• Trecho da fonte:
------------

Mãe acusada de matar menino se nega a responder perguntas da acusação
Alexandra Salete Dougokenski, acusada de matar o filho Rafael Winques, em maio de 2020, foi interrogada na manhã desta quarta-feira (18), no Plenário do Júri do Foro da Comarca de Planalto.
Ela não respondeu aos questionamentos da acusação, apenas as perguntas feitas pela juíza presidente, Marilene Parizotto Campagna, e pela banca de defesa.
A ré negou a autoria do crime e sustentou que Rafael foi assassinado pelo pai, Rodrigo Winques (veja como foi o depoimento dele), numa tentativa de levar o menino para morar com ele.
Alexandra disse que assumiu inicialmente a autoria dos fatos para acalmar e dar uma resposta à família, que estava em desespero com o desaparecimento do menino de 11 anos. E afirmou ter sido pressionada pela polícia para dizer que matou o filho.
Chorando, ela lamentou a morte de Rafael: “A minha vida acabou em minutos, se foi. Tiraram a única alegria que eu tinha”, disse Alexandra.

------------

• Instruções de trabalho:
A. Transcreva fielmente da notícia o trecho que começa em "A ré negou a" e termina em "morar com ele.".
B. Reescreva de forma mais concisa, mantendo os fatos principais, o parágrafo da notícia iniciado por "Alexandra disse que assumiu".
C. Segundo a notícia, quem é a juíza presidente cujas perguntas a ré respondeu?
Responda com base exclusivamente na notícia apresentada.

• Material de estudo:
------------

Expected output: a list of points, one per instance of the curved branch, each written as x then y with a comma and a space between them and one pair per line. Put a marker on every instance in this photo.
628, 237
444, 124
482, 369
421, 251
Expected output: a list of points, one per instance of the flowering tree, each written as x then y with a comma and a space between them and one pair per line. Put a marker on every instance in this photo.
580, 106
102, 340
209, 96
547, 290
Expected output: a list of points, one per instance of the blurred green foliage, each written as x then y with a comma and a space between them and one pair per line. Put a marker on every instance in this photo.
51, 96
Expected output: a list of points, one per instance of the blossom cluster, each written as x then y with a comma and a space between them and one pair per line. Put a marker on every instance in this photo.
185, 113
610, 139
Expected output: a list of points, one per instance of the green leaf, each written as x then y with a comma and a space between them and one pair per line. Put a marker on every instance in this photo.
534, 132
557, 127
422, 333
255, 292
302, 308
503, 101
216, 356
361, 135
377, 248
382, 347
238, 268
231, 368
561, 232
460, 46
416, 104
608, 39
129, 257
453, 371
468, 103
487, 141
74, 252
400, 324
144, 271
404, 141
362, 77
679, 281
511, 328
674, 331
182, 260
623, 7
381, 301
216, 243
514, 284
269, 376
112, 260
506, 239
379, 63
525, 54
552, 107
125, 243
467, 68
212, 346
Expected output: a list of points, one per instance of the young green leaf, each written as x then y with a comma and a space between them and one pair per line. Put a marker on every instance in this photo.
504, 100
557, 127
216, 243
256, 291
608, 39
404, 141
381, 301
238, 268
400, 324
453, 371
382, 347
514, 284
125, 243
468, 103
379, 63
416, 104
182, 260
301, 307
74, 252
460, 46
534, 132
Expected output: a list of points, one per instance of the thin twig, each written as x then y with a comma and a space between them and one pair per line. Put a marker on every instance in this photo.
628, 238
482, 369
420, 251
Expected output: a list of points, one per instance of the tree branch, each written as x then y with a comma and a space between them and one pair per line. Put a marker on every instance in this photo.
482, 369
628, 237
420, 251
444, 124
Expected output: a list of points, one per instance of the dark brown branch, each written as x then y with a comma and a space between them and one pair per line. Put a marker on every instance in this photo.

------------

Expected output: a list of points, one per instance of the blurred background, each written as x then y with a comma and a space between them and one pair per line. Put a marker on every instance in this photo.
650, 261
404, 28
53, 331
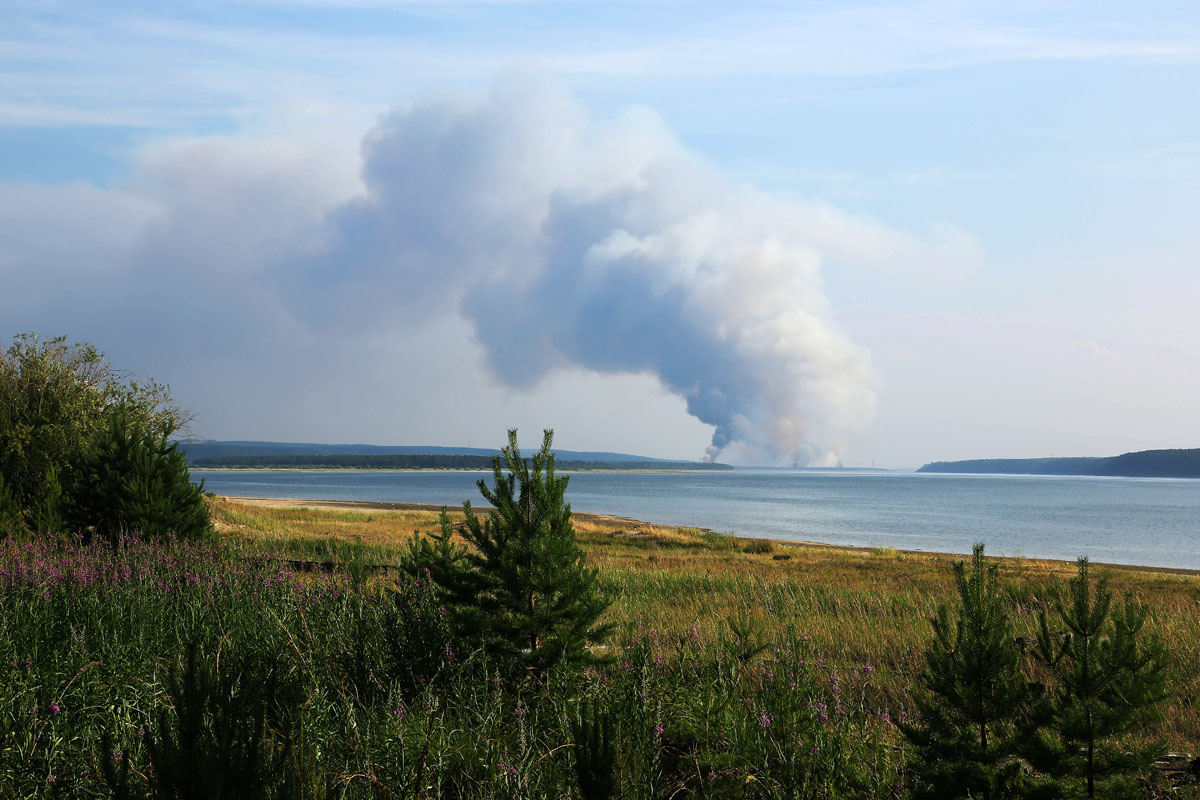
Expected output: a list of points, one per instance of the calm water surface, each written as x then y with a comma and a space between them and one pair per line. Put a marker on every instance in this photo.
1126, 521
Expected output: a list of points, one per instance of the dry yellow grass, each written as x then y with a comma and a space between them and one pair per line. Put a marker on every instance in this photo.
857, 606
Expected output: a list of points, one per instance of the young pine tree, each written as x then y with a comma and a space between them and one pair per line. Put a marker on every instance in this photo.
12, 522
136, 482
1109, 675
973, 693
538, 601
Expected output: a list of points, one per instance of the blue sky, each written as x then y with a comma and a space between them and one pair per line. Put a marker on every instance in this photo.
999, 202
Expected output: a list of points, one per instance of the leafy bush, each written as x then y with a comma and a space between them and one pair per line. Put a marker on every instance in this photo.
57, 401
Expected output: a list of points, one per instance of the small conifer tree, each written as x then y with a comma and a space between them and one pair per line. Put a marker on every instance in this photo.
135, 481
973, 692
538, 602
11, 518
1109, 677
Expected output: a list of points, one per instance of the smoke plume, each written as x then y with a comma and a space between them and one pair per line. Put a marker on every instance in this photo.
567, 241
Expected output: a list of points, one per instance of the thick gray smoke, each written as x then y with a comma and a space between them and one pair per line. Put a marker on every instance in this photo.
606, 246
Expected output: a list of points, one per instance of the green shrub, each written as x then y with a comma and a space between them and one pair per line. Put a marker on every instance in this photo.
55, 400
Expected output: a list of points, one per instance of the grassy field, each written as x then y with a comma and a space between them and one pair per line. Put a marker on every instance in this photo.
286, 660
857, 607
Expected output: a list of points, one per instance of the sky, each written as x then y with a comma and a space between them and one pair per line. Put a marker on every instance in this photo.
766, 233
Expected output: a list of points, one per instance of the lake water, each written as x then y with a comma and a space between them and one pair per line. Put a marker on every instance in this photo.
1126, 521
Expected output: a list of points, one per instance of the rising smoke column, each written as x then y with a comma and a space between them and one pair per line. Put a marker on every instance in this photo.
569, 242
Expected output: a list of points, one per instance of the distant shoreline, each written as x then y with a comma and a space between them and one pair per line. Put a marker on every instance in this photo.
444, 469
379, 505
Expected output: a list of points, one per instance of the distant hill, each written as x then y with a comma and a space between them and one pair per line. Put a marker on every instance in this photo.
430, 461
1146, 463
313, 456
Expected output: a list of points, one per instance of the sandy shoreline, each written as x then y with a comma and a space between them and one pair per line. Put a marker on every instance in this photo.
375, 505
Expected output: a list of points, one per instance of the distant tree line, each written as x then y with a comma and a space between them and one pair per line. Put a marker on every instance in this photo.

------------

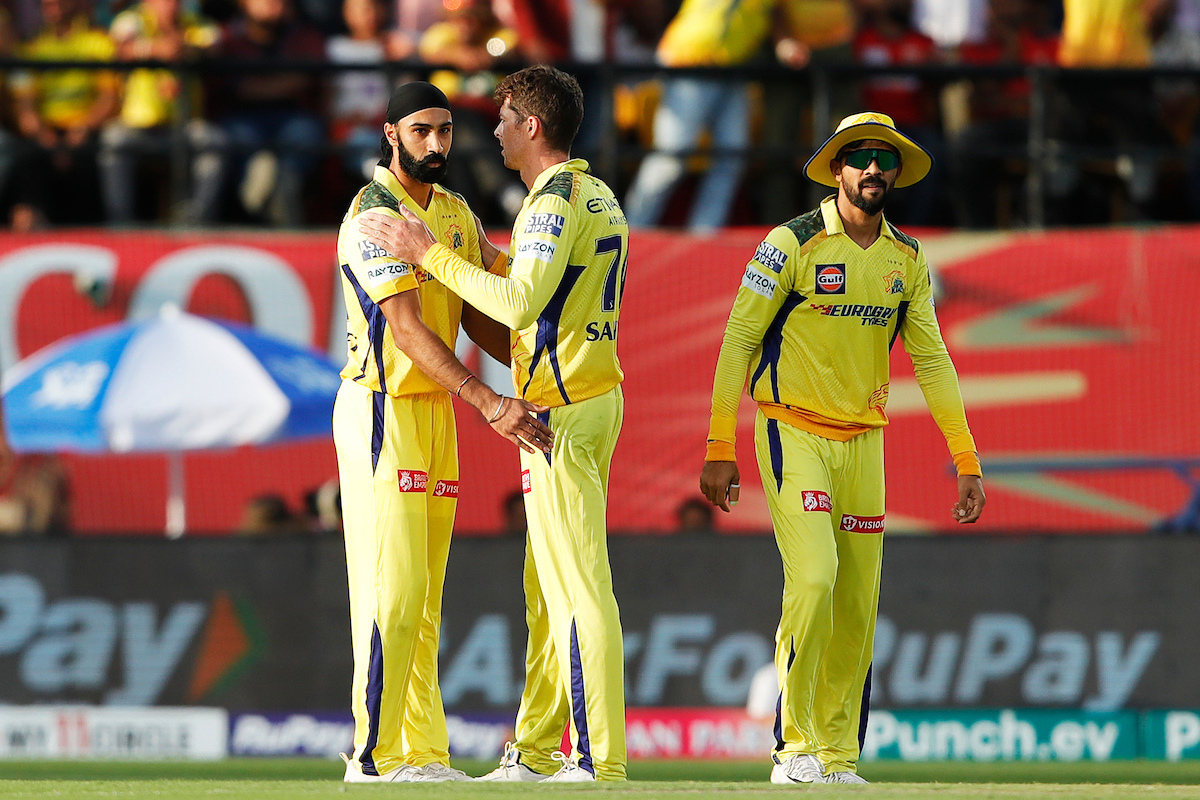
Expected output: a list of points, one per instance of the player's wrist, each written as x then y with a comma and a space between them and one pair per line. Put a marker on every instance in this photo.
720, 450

------------

• Conjunto de respostas:
A.
A ré negou a autoria do crime e sustentou que Rafael foi assassinado pelo pai, Rodrigo Winques (veja como foi o depoimento dele), numa tentativa de levar o menino para morar com ele.

B. Alexandra declarou que confessou o crime a princípio para tranquilizar a família, desesperada com o desaparecimento do menino de 11 anos, e que foi pressionada pela polícia a dizer que matou o filho.

C. Marilene Parizotto Campagna.